> **USING THE INFORMATION**:
1. Please list every box named in the Tectonic Box description.
2. Extend the Tectonic Box description with a further passage that follows on from its closing sentence.
:: PASSAGE
The Tectonic Box

The Tectonic Box is the largest box I have produced up to date. It is a big box in the spirit of Akio Kamei’s “Apricot” and “Phoenix” Boxes. I’d been drying a very special slab of Amboyna for a few years and it was ready to use. The chunk of burl was a bit too big for any of my tools to handle and I asked to drop by a friend’s wood-shop to make the initial cuts. I wanted to use as much of the burl as possible and maintain its live edge, so the box was scaled up accordingly to match this. I worried about disrupting my friend’s work space with new dust. Later they told me they really liked the sweet and fragrant smell it left behind and invited me to come back anytime!

This box is a sequential discovery puzzle. Surrounding the surface two continents seem to be floating past each other. Herein lies the first challenge on your quest of gaining access to the interior. Before you get to the main large storage space, four small compartments await to be unearthed. You will need to find a variety of hidden wood tools and think creatively about how to use them to unlock each new compartment. Fifteen different steps are needed to grant access to the final challenge requiring a terrifying “leap of faith” to unlock the main interior at the heart of this box. The Tectonic Box is meant to keep you on your toes and uses a wide range of puzzle mechanisms and ideas. It will challenge whatever assumptions you make along the way and require a lot of creative problem solving. I believe some of these tools are new in how they are used too, so I feel quite excited and proud of this. 

The Tectonic Box comes packed in a soft wood Paulownia case along with a blanket to set out under it while solving. It is a conversation piece and I recommend having friends over for a celebratory evening to solve it together. I hope it becomes a social piece that many people get to experience over the years. It tells a story as a visual sculpture, but also as a mechanical interactive experience too. I feel it pushes the limits on what is interactive art, craft, and puzzle.
::::
:: DATA SUPPLIED
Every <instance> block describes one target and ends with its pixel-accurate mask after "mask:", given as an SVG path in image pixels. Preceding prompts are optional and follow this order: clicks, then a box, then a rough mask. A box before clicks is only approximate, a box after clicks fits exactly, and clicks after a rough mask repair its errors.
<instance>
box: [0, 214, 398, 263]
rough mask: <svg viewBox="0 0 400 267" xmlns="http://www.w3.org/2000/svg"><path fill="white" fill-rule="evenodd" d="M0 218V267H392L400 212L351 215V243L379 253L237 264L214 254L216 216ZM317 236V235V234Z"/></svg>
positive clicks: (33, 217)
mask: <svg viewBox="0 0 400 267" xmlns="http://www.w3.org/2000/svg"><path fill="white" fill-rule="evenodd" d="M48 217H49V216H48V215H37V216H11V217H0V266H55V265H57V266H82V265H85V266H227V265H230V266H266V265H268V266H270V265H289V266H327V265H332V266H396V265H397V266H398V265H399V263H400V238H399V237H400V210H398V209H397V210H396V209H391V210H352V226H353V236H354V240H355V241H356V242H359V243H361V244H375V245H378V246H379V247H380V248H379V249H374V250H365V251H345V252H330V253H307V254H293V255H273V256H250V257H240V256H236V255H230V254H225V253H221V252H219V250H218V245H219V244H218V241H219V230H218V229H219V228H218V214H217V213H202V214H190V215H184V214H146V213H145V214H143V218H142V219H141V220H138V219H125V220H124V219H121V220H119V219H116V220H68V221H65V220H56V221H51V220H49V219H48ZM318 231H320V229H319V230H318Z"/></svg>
::::
> **ANSWERS TO THE EXERCISE**:
1.
The Tectonic Box
Akio Kamei’s “Apricot” Box
Akio Kamei’s “Phoenix” Box

2.
Over the last five years I have been practicing how to work with burl wood. It is truly a different beast than typical straight grain lumber and truly mesmerizing visually. Burl wood grain is wild and essentially scatter shots in all directions while straight lumber grain is always in one uniform direction. Burl wood must be treated a certain way to maintain its strength and also it requires a different finishing process up front. I have dedicated a large amount of time to experimentation on finding a suitable finish process for burls and I feel I have finally cracked the code on an excellent way to do this! Ultimately these are base coats and the final top coat polish uses the same layering of shellac, sanding, oil, and wax I use in all my pieces. I have collected a number of different types of burl over the years. Expect more to pop up in future pieces too.

Amboyna starts out as large bumps on Narra, Padauk and other Pterocarpus tree species in Southeast Asia. The burl wood is so completely different in appearance from the straight grain trunk lumber that it earned a separate name all unto itself. Amboyna is a legendary burl, considered the most valuable and precious for its intense color, wild stormy figure, and stability. The name, “Amboyna” hails from “Ambon Island” in Indonesia, where it was once believed to be exported long ago.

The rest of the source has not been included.